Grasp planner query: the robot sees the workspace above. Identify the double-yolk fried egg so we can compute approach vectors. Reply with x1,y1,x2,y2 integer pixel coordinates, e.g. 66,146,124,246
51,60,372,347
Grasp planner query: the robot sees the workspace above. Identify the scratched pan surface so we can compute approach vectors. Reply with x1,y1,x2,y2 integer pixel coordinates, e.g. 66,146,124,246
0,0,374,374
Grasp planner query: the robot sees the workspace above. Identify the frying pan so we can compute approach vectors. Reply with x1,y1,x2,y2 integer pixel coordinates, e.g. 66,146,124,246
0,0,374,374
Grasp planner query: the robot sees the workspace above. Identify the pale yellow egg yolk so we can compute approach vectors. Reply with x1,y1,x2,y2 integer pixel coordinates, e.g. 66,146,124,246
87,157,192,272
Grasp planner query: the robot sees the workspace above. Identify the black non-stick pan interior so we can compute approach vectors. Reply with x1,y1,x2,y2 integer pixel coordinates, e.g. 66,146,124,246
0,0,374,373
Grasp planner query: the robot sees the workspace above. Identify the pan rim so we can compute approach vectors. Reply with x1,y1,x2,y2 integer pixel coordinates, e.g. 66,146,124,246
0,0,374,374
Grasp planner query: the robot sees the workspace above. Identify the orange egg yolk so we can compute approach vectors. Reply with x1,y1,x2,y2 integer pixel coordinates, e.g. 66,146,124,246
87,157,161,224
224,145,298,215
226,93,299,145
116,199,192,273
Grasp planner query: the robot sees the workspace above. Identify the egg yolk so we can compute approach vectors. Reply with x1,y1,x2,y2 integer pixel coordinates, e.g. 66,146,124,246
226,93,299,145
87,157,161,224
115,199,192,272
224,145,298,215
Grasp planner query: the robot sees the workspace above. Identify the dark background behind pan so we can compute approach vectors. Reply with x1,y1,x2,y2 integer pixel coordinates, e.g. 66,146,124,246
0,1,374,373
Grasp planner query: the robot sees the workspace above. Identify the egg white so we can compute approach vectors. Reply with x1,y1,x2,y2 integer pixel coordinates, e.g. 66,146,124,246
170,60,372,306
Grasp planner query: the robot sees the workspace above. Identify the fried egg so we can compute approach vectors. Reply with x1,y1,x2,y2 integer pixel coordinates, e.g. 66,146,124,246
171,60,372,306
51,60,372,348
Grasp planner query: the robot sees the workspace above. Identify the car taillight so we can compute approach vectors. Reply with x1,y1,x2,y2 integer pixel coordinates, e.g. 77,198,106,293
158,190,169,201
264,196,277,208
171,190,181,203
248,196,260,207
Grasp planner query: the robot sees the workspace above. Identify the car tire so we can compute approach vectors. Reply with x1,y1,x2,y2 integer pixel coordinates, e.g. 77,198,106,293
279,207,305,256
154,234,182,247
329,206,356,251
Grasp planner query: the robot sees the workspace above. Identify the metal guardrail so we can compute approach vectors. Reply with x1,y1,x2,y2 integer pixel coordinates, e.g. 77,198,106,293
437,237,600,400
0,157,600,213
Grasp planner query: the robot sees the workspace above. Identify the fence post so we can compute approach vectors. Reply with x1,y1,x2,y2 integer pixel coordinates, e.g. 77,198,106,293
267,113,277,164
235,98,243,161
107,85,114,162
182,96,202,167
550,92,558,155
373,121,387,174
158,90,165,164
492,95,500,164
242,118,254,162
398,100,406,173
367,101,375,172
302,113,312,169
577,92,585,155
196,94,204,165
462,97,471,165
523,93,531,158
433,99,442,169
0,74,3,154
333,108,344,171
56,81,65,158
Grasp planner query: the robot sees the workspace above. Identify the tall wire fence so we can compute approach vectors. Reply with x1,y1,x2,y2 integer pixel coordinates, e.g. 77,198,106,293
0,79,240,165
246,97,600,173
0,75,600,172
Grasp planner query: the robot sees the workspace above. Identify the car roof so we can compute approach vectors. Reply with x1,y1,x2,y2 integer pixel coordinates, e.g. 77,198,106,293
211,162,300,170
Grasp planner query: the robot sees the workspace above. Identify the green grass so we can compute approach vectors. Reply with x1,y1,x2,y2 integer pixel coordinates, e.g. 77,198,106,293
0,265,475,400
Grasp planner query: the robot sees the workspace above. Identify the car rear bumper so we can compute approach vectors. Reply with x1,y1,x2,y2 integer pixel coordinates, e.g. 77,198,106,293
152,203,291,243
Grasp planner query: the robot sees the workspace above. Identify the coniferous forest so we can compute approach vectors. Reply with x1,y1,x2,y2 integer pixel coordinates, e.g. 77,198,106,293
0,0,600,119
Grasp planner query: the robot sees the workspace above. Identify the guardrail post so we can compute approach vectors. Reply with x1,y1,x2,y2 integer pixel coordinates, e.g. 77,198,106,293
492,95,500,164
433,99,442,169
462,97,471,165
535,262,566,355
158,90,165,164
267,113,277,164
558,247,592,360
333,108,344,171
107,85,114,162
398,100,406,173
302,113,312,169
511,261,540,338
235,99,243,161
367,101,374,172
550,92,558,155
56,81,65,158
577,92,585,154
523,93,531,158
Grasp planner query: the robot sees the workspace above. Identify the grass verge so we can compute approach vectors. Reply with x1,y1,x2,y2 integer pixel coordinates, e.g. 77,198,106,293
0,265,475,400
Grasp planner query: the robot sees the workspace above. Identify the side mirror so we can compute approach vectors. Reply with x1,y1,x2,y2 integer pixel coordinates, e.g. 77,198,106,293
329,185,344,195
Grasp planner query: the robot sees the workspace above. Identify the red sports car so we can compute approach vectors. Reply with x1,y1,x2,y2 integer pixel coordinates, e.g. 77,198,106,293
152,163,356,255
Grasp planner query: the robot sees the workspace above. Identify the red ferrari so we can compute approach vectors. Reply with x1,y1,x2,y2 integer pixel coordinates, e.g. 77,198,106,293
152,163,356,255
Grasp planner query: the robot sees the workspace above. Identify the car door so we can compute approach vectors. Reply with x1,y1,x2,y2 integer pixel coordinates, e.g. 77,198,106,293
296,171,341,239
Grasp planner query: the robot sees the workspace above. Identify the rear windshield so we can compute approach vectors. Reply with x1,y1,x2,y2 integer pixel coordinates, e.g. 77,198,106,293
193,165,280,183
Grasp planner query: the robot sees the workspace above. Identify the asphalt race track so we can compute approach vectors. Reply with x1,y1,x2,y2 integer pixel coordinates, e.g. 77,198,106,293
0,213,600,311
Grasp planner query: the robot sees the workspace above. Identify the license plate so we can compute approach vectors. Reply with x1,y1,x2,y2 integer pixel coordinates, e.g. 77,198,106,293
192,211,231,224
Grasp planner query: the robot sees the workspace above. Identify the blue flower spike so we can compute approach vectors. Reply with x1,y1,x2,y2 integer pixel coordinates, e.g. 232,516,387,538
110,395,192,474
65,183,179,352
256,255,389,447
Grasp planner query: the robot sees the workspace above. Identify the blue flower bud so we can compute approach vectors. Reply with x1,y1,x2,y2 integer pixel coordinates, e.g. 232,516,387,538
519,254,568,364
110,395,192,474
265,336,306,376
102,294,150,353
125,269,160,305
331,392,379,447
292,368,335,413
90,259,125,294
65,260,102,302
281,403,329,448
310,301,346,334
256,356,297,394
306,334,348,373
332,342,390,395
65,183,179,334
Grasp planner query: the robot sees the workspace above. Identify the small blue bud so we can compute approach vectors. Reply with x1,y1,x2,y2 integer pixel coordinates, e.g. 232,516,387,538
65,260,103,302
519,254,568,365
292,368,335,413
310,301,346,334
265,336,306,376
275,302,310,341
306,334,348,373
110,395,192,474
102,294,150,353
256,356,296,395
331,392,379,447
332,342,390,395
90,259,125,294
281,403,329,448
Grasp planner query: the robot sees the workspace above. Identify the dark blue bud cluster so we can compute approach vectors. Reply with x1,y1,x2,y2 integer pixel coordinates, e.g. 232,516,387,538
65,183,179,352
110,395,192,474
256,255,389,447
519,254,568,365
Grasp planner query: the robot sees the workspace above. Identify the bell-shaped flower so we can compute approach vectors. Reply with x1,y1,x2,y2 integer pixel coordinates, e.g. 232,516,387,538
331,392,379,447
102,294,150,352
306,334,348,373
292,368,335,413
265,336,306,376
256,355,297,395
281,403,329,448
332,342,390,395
-------------------------
WHAT YOU SHOULD DO: Rewrite the entries from the first line through the line with "0,0,374,373", swapping "workspace" for "scene" and leaving everything else unchanged.

EXERCISE SOLUTION:
Grasp planner query: the robot sees the scene above. Identify the double-yolk fried egg so we can compute approach vectors. Reply with x1,y1,x2,y2 integer pixel coordinates, e.g. 66,146,124,246
51,60,372,347
Grasp planner query: the robot sees the scene above. Identify the scratched pan surface so we can compute approach vectors. Reply with x1,y1,x2,y2 integer pixel coordinates, e.g. 66,146,124,246
0,0,374,374
Grasp planner query: the robot sees the scene above. Identify the frying pan so we can compute approach vectors. Reply with x1,y1,x2,y2 integer pixel coordinates, e.g. 66,146,124,246
0,0,374,374
Grasp planner query: the robot sees the scene above. Identify the pale yellow egg yolk so we can compute approach vectors. Reply with x1,y1,x2,y2 integer pixel coordinates, e.g. 66,146,124,246
87,157,192,272
Grasp planner query: the robot sees the scene above. Identify the black non-stick pan interior so we can compute approach vectors. Reply with x1,y1,x2,y2 integer pixel coordinates, e.g. 66,146,124,246
0,0,374,373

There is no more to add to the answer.